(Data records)

## start

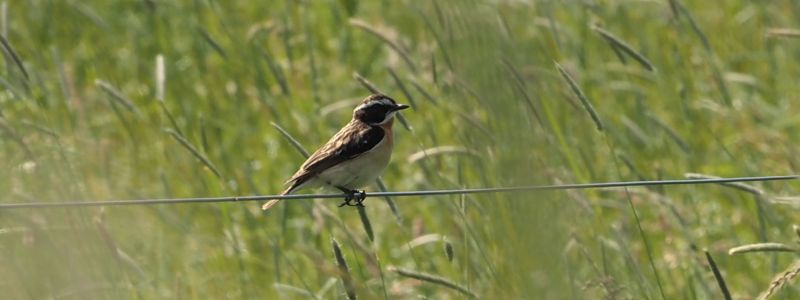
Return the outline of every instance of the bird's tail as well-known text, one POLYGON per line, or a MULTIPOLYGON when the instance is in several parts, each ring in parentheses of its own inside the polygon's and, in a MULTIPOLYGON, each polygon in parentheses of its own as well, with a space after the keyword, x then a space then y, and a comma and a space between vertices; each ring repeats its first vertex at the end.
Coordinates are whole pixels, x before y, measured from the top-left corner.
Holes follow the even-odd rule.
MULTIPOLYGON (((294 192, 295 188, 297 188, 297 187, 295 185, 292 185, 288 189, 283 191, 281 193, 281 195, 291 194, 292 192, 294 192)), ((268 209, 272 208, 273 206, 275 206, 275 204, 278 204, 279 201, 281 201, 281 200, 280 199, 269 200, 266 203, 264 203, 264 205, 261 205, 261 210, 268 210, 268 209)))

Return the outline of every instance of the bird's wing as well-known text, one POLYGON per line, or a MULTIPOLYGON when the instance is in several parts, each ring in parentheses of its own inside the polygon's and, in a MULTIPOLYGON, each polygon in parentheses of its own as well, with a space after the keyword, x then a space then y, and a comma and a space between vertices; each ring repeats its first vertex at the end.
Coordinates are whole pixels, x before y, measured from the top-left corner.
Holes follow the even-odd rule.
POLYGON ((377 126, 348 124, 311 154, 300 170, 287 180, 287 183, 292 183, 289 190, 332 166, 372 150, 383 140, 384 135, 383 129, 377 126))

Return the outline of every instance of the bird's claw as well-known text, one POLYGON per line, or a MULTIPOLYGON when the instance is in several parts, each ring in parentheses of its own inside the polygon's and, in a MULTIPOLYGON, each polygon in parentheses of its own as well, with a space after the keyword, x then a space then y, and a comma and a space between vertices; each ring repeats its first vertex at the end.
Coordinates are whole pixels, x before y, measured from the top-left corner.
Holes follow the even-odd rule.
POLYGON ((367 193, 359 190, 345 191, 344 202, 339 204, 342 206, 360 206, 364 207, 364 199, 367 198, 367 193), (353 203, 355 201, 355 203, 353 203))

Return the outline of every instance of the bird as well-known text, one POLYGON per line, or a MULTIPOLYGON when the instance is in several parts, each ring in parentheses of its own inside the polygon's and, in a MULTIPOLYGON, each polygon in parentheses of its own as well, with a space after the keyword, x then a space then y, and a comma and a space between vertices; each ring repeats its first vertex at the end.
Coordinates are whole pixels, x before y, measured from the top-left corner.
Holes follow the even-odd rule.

## end

[PROBLEM DESCRIPTION] Change every occurrence of "top-left corner" in the material above to "upper-left corner" and reproduce all of it with nothing else altered. Leave the pictures out of your answer.

[WRITTEN ANSWER]
Return the outline of every instance of the bird's tail as well-known text, one POLYGON per line, or a MULTIPOLYGON when the instance is in several parts, each ring in parentheses of its own inside the polygon's and, in a MULTIPOLYGON, each polygon in parentheses of its own as well, with a space after the keyword, x then a space then y, and a comma and a space between vertices; each ring repeats its first vertex at the end.
Coordinates are whole pixels, x before y, measured from the upper-left corner.
Holes follow the even-odd rule.
MULTIPOLYGON (((294 192, 295 188, 297 188, 297 187, 295 185, 292 185, 288 189, 283 191, 281 193, 281 195, 291 194, 292 192, 294 192)), ((268 209, 272 208, 273 206, 275 206, 275 204, 278 204, 279 201, 281 201, 281 200, 280 199, 269 200, 266 203, 264 203, 264 205, 261 205, 261 210, 268 210, 268 209)))

Return the outline of every instance of the bird's wing as well-known text, one POLYGON per line, or a MULTIPOLYGON when the instance is in several parts, each ring in parentheses of its own inside the polygon's and, in a MULTIPOLYGON, each polygon in parentheses of its own as well, with a space after the keyword, x then a space then y, and a comma and a space between vertices; each ring repeats its first vertex at the end.
Coordinates are whole pixels, x before y, measured from the upper-left corner.
Holes follow the even-odd rule.
POLYGON ((377 126, 348 124, 311 154, 300 170, 287 180, 287 183, 292 183, 289 190, 332 166, 372 150, 383 140, 384 135, 383 129, 377 126))

Return the outline of every instance of the bird's claw as well-known text, one POLYGON per line, or a MULTIPOLYGON when the instance is in several parts, each ring in parentheses of its own inside the polygon's and, in a MULTIPOLYGON, each polygon in parentheses of its own as well, with a space after the keyword, x then a space then y, and a comma and a space between vertices; each ring repeats its first vertex at the end.
Coordinates are whole pixels, x before y, measured from the upper-left corner.
Holes follow the even-odd rule.
POLYGON ((367 193, 359 190, 345 191, 344 202, 339 204, 342 206, 360 206, 364 207, 364 199, 367 198, 367 193), (353 203, 355 201, 355 203, 353 203))

Return the outline of every instance of the bird as well-known text, one POLYGON per line, or a MULTIPOLYGON when the instance is in several parts, each ring in parentheses of its own inside the polygon's and, in a MULTIPOLYGON, each polygon in parentheses of its own as well, with a space after the keyword, x then a space then y, and a comma and a space between vertices; each ring repeats its first vertex at the end.
Coordinates are whole pixels, x before y, measured from the upper-left corner.
Holes follow the even-odd rule.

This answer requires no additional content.